Supplied passage
══════════════════════════════
You’re getting the error because V is a numpy array, but V0 (and all the results of your other operations) are pytensor symbolic tensors. Numpy doesn’t know what to do with those.

Since you’re doing recursive computation, you’re going to need to use a special pytensor operation called scan. You will need to use that instead of a basic python loop. Docs are here, examples of making a scan-based model are here and here.

Since your function is autoregressive, you also get the answer to your distribution question en passant: you will use a pm.CustomDist, with the dist argument as a function that returns the result of your scan, like in the two linked examples. PyMC will automatically infer the logp of your graph and give you the correct distribution.

Thank you very much for your explanation! My code has finally debugged successfully!

I have another question: the sampling process takes a very long time. I hand-wrote an MCMC sampling procedure in Python, and running my self-written program only takes a few minutes. However, I believe using the PyMC package would definitely be much faster than the program I wrote myself. So, I’d like to ask if there’s any way to significantly increase the sampling speed?
══════════════════════════════
Parts of the exercise
[A] Decide whether each statement agrees with the PyMC forum thread, answering yes or no and quoting the words of the thread that settle it: (i) V is a numpy array; (ii) a basic python loop is recommended for the recursive computation; (iii) the hand-written MCMC program takes several hours to run.
[B] According to the PyMC forum thread, which PyMC distribution should be used for the autoregressive function?
[C] Extend the PyMC forum thread with the next part, picking up after its final sentence.

Source excerpt
══════════════════════════════
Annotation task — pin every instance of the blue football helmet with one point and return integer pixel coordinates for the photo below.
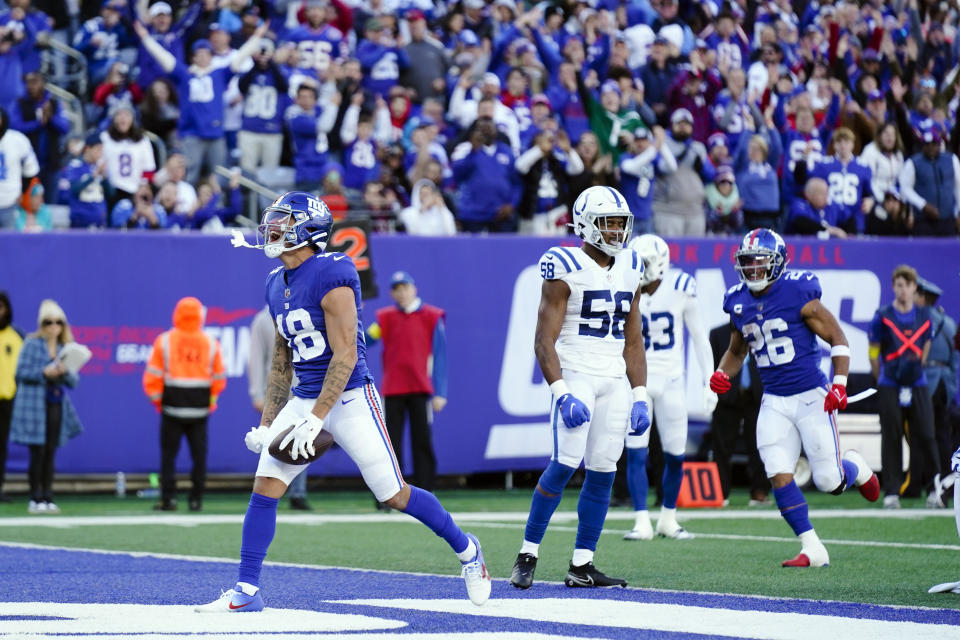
══════════════════════════════
Answers to each task
[A]
(i) Yes: "V is a numpy array"
(ii) No: "You will need to use that instead of a basic python loop."
(iii) No: "running my self-written program only takes a few minutes"

[B] pm.CustomDist, with the dist argument as a function that returns the result of the scan.

[C]
My code is as follows:

import numpy as np
import pandas as pd
import pymc as pm
from pymc.pytensorf import collect_default_updates
import xarray as xr
import arviz as az
import pytensor
import pytensor.tensor as pt
import multiprocessing


BURNIN = 5000
N = 15000
dt = 1/240


stock_price_data = pd.read_csv("convvalue_data//2023-05-12&110043.SH.csv")
Y = np.diff(np.log(stock_price_data["convvalue"]))
T = len(Y)
V = pt.zeros(T)


def heston_dist(epsilons, V0, kappa, theta, mu, size):
    
    def V_step(*args):
        epsilons, prev_V, kappa, theta = args
        new_V = epsilons[1] * pt.sqrt(prev_V * dt) + (1 - kappa * dt) * prev_V + kappa * theta * dt
        return new_V, collect_default_updates(inputs=args, outputs=[new_V])
    
    V, updates = pytensor.scan(fn=V_step, sequences=[epsilons], outputs_info=[V0], non_sequences=[kappa, theta])
    
    Y = epsilons[:, 0] * pt.sqrt(V[:-1] * dt) - 0.5 * V[:-1] * dt + mu * dt 
    
    return Y


def calc_cov_matrix(phi, omega):
    cov_matrix = pm.math.stack([
        [1., phi],
        [phi, phi**2 + omega]
    ])
    return cov_matrix
    

with pm.Model() as mod:    
    # start
    phi_start = np.random.normal(0, 0.01)
    while True:
        V0_start = np.random.normal(0.0225, 0.005)
        if V0_start > 0:
            break
    start = {'mu': 0.1, 'kappa': 5, 'theta': 0.0225, 'phi': phi_start, 'omega': 0.02, 'V0': V0_start} 
    
    # prior distribution
    mu = pm.Normal('mu', 0, sigma=1)
    kappa = pm.Normal('kappa', 0, sigma=1)
    theta = pm.Normal('theta', 0, sigma=1)
    omega = pm.InverseGamma('omega', alpha=2, beta=0.005)
    
    std_dev = pm.Deterministic('std_dev', omega / 2)
    phi = pm.Normal('phi', 0, sigma=std_dev)
    
    V0 = pm.TruncatedNormal('V0', mu=0.0225, sigma=0.005, lower=0)
    
    cov_matrix = pm.Deterministic('cov_matrix', calc_cov_matrix(phi, omega))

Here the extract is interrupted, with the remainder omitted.